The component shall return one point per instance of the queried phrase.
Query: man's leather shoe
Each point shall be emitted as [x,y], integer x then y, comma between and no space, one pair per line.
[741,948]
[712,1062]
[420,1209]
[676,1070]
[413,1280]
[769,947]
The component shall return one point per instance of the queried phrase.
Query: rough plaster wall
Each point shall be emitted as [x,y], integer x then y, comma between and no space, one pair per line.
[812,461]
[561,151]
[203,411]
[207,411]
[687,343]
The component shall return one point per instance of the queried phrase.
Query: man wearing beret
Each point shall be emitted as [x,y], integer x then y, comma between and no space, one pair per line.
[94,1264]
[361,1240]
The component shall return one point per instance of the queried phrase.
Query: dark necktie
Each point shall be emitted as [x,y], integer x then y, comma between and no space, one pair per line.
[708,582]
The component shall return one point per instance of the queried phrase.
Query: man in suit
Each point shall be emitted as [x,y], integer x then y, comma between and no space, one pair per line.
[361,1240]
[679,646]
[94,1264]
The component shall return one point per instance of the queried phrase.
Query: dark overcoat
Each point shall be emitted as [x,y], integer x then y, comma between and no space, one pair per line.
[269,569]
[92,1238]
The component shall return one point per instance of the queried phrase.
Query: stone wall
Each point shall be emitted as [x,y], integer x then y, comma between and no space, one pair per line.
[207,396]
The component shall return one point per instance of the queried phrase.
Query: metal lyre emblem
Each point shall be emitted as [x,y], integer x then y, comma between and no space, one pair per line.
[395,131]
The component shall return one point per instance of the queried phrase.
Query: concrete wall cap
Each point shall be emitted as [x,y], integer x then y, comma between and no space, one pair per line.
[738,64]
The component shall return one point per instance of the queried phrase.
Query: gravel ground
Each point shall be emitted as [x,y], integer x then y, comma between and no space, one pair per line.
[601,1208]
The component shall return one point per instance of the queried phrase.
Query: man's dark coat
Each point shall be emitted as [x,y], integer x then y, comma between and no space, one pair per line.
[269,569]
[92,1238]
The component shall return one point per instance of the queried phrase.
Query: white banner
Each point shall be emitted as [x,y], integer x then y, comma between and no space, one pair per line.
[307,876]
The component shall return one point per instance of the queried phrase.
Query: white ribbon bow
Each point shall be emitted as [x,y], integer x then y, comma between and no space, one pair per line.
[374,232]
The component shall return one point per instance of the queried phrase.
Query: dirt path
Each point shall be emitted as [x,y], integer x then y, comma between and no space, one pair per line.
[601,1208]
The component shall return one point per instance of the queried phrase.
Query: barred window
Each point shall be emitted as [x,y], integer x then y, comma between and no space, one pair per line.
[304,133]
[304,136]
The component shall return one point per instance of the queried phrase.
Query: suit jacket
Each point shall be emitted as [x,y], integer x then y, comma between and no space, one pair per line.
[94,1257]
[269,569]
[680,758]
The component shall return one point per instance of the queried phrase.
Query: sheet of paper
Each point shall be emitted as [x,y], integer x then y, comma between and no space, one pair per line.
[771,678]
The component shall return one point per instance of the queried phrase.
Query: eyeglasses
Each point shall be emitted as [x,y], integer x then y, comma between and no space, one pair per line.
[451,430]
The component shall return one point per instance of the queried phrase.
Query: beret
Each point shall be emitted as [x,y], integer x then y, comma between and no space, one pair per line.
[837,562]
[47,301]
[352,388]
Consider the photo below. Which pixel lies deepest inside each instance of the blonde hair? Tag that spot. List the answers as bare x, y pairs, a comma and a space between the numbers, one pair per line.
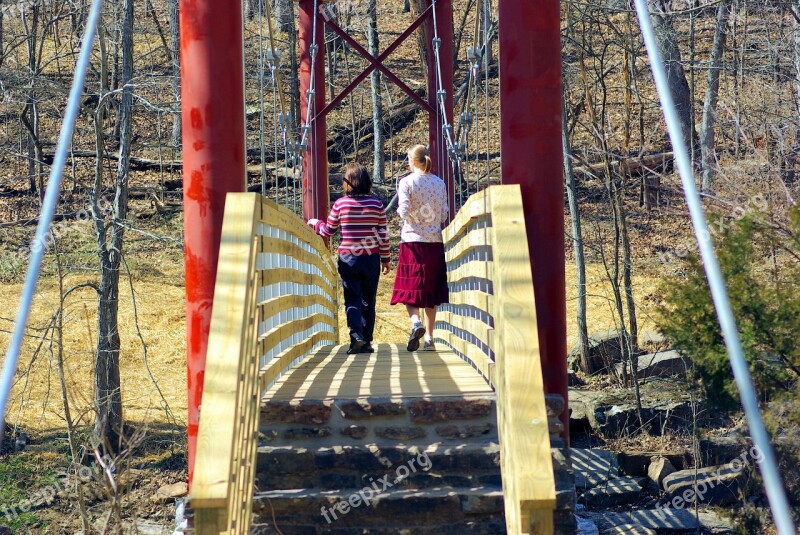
417, 154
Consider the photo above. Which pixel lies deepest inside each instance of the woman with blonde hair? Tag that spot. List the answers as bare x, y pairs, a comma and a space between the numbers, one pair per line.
421, 281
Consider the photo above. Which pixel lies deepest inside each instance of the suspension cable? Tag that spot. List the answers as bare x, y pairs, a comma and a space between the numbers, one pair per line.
49, 205
262, 124
769, 470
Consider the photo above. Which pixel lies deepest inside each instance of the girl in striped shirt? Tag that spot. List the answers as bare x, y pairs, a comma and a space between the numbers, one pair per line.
363, 252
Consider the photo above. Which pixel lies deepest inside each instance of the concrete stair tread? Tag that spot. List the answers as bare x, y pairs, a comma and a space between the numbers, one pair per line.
388, 506
391, 493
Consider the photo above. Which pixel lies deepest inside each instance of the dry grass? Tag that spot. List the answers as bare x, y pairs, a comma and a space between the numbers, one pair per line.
36, 401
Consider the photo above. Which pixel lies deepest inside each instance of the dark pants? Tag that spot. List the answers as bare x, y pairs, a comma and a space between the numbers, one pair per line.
360, 275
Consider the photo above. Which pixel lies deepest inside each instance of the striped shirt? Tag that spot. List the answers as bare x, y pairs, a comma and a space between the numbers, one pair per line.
363, 225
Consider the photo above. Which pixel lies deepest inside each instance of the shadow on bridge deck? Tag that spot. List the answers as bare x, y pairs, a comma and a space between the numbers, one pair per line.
390, 372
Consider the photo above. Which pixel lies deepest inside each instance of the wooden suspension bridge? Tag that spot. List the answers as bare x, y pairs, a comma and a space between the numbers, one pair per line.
272, 351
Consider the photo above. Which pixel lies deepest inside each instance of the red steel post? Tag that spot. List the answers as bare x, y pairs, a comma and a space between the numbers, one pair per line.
316, 192
438, 144
212, 105
530, 142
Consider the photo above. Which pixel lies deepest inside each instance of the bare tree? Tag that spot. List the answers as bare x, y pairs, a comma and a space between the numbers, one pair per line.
175, 44
377, 100
108, 396
707, 143
667, 40
577, 245
791, 161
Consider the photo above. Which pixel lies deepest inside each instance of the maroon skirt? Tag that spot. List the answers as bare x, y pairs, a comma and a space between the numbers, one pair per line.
421, 275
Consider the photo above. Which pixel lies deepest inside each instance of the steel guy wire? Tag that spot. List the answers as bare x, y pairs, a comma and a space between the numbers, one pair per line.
48, 209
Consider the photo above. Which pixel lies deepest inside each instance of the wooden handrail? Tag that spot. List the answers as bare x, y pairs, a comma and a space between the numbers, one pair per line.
253, 324
491, 322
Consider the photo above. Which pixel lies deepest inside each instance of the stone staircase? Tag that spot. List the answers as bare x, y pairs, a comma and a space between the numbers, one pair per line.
381, 466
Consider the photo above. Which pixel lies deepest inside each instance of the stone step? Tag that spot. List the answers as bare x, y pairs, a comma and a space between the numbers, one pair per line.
387, 510
381, 421
356, 466
419, 410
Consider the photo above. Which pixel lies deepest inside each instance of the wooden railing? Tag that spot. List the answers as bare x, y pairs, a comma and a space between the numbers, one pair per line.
274, 303
491, 322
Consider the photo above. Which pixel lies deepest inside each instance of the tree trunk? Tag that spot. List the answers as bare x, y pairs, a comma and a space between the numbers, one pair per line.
707, 144
2, 55
667, 40
175, 44
791, 161
31, 105
577, 246
378, 174
109, 421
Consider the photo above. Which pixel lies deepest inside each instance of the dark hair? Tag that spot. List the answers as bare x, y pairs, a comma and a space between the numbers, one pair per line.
356, 180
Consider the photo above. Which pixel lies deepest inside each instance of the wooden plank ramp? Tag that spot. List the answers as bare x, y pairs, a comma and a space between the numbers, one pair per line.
330, 373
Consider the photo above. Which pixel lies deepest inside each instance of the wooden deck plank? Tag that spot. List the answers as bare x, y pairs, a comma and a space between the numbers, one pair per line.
329, 373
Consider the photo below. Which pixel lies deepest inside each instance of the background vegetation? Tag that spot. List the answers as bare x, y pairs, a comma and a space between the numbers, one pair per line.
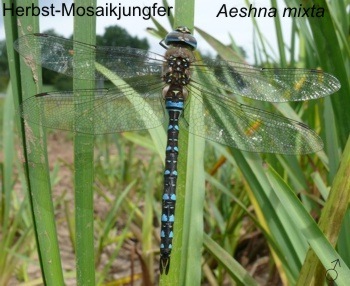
268, 219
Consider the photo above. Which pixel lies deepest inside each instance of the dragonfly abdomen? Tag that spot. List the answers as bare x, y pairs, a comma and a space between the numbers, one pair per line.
174, 105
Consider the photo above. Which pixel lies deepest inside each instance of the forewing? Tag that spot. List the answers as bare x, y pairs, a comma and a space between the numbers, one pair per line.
57, 53
273, 85
227, 122
100, 111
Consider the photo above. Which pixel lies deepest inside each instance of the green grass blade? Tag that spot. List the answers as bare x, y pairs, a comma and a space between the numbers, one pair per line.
9, 153
84, 31
34, 149
330, 223
235, 270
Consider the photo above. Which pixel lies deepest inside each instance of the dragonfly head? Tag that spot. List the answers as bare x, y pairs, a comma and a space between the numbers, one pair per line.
181, 36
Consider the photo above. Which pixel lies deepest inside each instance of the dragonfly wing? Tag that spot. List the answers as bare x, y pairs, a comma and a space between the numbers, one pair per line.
246, 128
266, 84
99, 111
56, 53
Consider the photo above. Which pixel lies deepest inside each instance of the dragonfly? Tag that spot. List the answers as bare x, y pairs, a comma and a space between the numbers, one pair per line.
197, 95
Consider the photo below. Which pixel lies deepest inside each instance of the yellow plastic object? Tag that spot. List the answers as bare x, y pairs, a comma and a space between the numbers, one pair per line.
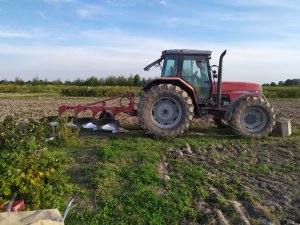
37, 217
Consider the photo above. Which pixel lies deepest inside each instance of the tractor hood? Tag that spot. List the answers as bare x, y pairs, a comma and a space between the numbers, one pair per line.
235, 89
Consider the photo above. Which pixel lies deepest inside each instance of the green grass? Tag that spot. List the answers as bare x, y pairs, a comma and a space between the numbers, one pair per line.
126, 187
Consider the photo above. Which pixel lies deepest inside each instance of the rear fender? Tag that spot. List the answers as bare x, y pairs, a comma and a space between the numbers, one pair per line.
232, 105
180, 83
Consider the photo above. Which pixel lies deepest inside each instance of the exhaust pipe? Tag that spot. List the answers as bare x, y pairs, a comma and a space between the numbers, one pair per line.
220, 69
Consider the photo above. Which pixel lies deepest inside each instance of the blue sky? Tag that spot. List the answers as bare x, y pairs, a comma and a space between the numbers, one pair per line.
69, 39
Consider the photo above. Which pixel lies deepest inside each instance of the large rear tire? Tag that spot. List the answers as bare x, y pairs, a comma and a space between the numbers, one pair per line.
165, 111
253, 118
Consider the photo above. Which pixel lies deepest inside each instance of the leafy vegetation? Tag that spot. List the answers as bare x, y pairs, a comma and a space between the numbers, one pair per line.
92, 81
30, 166
128, 186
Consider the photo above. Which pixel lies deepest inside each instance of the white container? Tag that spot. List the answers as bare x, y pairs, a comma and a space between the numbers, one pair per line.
283, 127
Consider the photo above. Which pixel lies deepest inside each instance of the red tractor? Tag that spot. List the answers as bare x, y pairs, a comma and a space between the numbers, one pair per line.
187, 89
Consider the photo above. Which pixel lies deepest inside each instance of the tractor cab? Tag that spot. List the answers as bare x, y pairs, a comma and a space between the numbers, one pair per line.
190, 65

******

# [TO DO]
Find the string "beret" in the data. Report each line it appears in.

# [REPLY]
Query: man wearing beret
Query: beret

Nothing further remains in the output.